Note: KMODEL conversion is non-trivial and may require model architecture adjustments. The K210 has limitations:

  • Max model size: ~6MB
  • Limited operators support
  • Quantization required for performance

Testing KMODEL on Maix Duino

# Load model in maix_voice_client.py
import KPU as kpu

def load_wake_word_model_kmodel():
    """Load converted KMODEL for wake word detection"""
    global kpu_task
    
    try:
        kpu_task = kpu.load("/sd/models/hey-computer.kmodel")
        print("Wake word model loaded on K210")
        return True
    except Exception as e:
        print(f"Failed to load model: {e}")
        return False

def detect_wake_word_kmodel():
    """Run wake word detection using K210 KPU"""
    global kpu_task
    
    # Capture audio
    audio_chunk = i2s_dev.record(CHUNK_SIZE)
    
    # Preprocess for model (depends on model input format)
    # This is model-specific - adjust based on your training
    
    # Run inference
    features = preprocess_audio(audio_chunk)
    output = kpu.run_yolo2(kpu_task, features)  # Adjust based on model type
    
    # Check confidence
    if output[0] > WAKE_WORD_THRESHOLD:
        return True
    
    return False

Based on testing and community feedback:

Best performers:

  1. "Hey Computer" - Clear, distinct, 2-syllable, hard consonants
  2. "Okay Jarvis" - Pop culture reference, easy to say
  3. "Hey Mycroft" - Original Mycroft wake word (lots of training data available)

Avoid:

  • Single syllable words (too easy to trigger)
  • Common phrases ("okay", "hey there")
  • Names of people in your household
  • Words that sound like common speech patterns

Training Tips

For Best Accuracy

  1. Diverse training data:

    • Multiple speakers
    • Various distances (1ft to 15ft)

• **Prompt**
Answer these from the text on the K210 and wake words:
(a) What is the maximum model size the K210 allows?
(b) What file path does the load function pass to kpu.load?
(c) Why should single-syllable words be avoided as wake words?
The lines after this text have no part in what is asked here.

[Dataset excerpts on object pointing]
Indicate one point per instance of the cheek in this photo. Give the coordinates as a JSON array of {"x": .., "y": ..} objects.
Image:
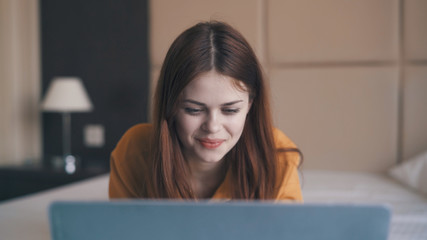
[
  {"x": 185, "y": 126},
  {"x": 235, "y": 126}
]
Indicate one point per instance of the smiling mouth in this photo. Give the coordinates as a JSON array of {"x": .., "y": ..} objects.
[{"x": 211, "y": 143}]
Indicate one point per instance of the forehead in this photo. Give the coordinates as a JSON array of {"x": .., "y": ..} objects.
[{"x": 214, "y": 86}]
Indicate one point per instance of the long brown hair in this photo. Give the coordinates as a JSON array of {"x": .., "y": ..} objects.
[{"x": 201, "y": 48}]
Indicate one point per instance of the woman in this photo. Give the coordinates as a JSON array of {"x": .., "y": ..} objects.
[{"x": 212, "y": 135}]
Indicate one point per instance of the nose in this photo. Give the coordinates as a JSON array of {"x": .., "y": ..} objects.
[{"x": 212, "y": 123}]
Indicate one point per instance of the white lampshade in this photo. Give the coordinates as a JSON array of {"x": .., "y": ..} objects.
[{"x": 66, "y": 94}]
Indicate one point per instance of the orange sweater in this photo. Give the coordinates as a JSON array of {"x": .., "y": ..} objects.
[{"x": 129, "y": 167}]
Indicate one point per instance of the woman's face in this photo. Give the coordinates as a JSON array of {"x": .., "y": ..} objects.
[{"x": 211, "y": 116}]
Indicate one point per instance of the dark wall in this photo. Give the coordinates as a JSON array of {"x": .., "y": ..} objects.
[{"x": 105, "y": 44}]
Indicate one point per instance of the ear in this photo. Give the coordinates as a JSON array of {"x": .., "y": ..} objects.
[{"x": 250, "y": 104}]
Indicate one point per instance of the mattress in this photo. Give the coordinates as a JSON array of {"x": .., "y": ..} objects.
[{"x": 409, "y": 209}]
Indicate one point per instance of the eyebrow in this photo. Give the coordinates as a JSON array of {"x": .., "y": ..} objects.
[{"x": 202, "y": 104}]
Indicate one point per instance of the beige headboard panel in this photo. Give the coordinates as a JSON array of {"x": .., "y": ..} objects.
[
  {"x": 342, "y": 73},
  {"x": 341, "y": 118}
]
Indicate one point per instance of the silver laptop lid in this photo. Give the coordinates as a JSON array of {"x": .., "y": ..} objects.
[{"x": 142, "y": 219}]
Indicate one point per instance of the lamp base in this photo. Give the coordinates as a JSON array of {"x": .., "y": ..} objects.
[{"x": 68, "y": 163}]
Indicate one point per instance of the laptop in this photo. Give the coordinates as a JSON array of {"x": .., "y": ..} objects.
[{"x": 189, "y": 220}]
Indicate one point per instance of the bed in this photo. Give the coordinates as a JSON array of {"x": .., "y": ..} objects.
[{"x": 26, "y": 218}]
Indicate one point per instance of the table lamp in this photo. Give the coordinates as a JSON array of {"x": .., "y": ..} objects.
[{"x": 66, "y": 95}]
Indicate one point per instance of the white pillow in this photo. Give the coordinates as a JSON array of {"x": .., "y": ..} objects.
[{"x": 412, "y": 172}]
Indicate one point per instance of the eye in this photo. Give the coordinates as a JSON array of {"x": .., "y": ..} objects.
[
  {"x": 230, "y": 111},
  {"x": 193, "y": 111}
]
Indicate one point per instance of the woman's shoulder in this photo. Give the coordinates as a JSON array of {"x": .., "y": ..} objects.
[
  {"x": 281, "y": 140},
  {"x": 286, "y": 146}
]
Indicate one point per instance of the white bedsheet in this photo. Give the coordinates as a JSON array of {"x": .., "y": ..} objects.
[
  {"x": 26, "y": 218},
  {"x": 409, "y": 209}
]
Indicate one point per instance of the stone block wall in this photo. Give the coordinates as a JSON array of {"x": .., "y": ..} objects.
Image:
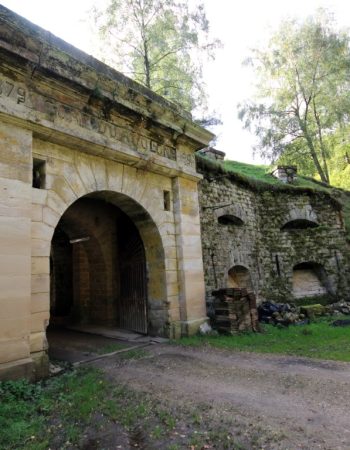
[{"x": 265, "y": 233}]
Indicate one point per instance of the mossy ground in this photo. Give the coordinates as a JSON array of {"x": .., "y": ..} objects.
[{"x": 317, "y": 340}]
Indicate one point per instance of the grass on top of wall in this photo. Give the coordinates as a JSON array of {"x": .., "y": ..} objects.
[
  {"x": 318, "y": 340},
  {"x": 259, "y": 178}
]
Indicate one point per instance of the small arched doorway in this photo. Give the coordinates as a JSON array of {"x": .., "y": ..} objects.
[
  {"x": 99, "y": 265},
  {"x": 239, "y": 277}
]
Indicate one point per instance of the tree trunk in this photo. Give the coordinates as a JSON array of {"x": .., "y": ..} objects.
[
  {"x": 313, "y": 153},
  {"x": 322, "y": 146}
]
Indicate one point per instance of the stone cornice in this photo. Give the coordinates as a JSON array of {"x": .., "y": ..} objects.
[{"x": 44, "y": 53}]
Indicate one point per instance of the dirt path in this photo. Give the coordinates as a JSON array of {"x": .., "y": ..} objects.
[{"x": 280, "y": 402}]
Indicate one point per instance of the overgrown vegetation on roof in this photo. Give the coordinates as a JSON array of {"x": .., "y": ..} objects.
[{"x": 259, "y": 178}]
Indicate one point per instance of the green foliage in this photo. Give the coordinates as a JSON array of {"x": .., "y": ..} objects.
[
  {"x": 302, "y": 93},
  {"x": 160, "y": 43},
  {"x": 319, "y": 299},
  {"x": 319, "y": 341}
]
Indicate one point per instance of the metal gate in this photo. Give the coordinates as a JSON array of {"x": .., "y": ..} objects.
[{"x": 133, "y": 290}]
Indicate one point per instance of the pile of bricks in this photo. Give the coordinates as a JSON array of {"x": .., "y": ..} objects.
[{"x": 235, "y": 311}]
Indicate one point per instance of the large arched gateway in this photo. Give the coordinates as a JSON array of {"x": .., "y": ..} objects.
[
  {"x": 107, "y": 266},
  {"x": 99, "y": 217}
]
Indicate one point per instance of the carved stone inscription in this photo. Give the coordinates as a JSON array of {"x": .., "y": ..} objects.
[{"x": 56, "y": 111}]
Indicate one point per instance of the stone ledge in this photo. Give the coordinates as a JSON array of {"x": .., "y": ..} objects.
[{"x": 22, "y": 368}]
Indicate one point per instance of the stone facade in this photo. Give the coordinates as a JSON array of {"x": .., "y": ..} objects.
[
  {"x": 281, "y": 242},
  {"x": 84, "y": 150}
]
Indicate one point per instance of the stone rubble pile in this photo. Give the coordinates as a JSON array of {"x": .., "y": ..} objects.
[
  {"x": 338, "y": 308},
  {"x": 235, "y": 311},
  {"x": 280, "y": 313}
]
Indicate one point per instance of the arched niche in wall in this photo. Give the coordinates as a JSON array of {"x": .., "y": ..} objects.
[
  {"x": 309, "y": 280},
  {"x": 239, "y": 277},
  {"x": 230, "y": 215},
  {"x": 299, "y": 224},
  {"x": 230, "y": 219}
]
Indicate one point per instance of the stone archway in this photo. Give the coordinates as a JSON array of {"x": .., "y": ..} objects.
[
  {"x": 112, "y": 247},
  {"x": 239, "y": 277},
  {"x": 309, "y": 280}
]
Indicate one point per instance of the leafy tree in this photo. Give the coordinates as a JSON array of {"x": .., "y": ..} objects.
[
  {"x": 159, "y": 43},
  {"x": 302, "y": 92}
]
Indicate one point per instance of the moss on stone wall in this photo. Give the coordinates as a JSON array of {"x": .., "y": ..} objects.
[{"x": 261, "y": 244}]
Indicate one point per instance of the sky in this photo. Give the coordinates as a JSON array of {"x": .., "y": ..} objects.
[{"x": 239, "y": 24}]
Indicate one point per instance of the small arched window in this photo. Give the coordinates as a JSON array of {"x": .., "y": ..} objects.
[{"x": 299, "y": 224}]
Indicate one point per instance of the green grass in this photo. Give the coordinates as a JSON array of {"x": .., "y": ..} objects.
[
  {"x": 317, "y": 340},
  {"x": 259, "y": 177},
  {"x": 258, "y": 172},
  {"x": 31, "y": 414}
]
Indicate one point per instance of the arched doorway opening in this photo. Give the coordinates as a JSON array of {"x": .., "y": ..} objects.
[
  {"x": 106, "y": 259},
  {"x": 309, "y": 280},
  {"x": 239, "y": 277}
]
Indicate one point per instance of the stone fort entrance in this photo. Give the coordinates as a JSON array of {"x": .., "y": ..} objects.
[
  {"x": 99, "y": 215},
  {"x": 98, "y": 272}
]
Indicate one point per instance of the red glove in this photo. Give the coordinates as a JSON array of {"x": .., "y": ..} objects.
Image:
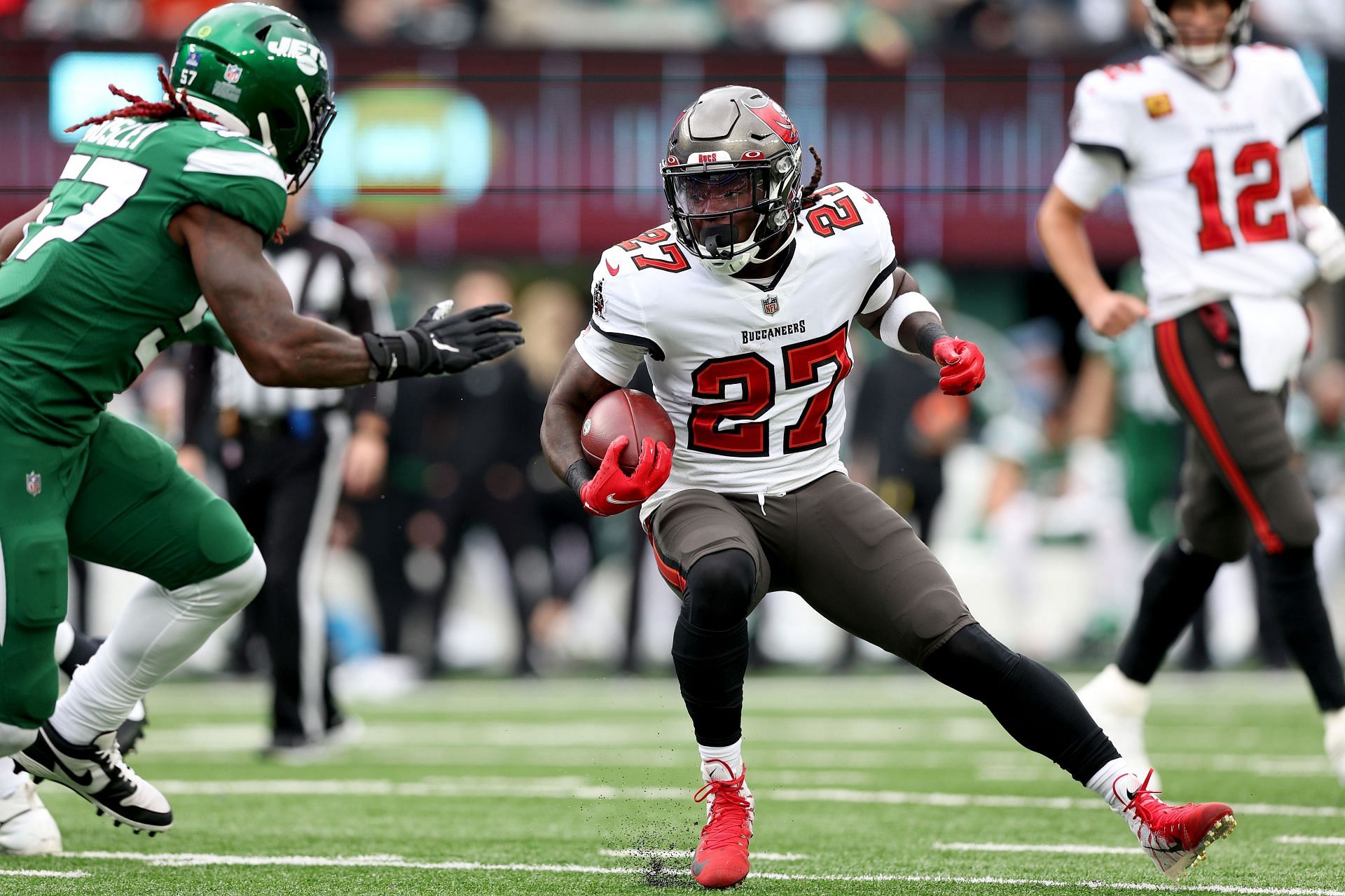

• **Final result**
(a) About 6MB.
(b) "/sd/models/hey-computer.kmodel"
(c) They are too easy to trigger.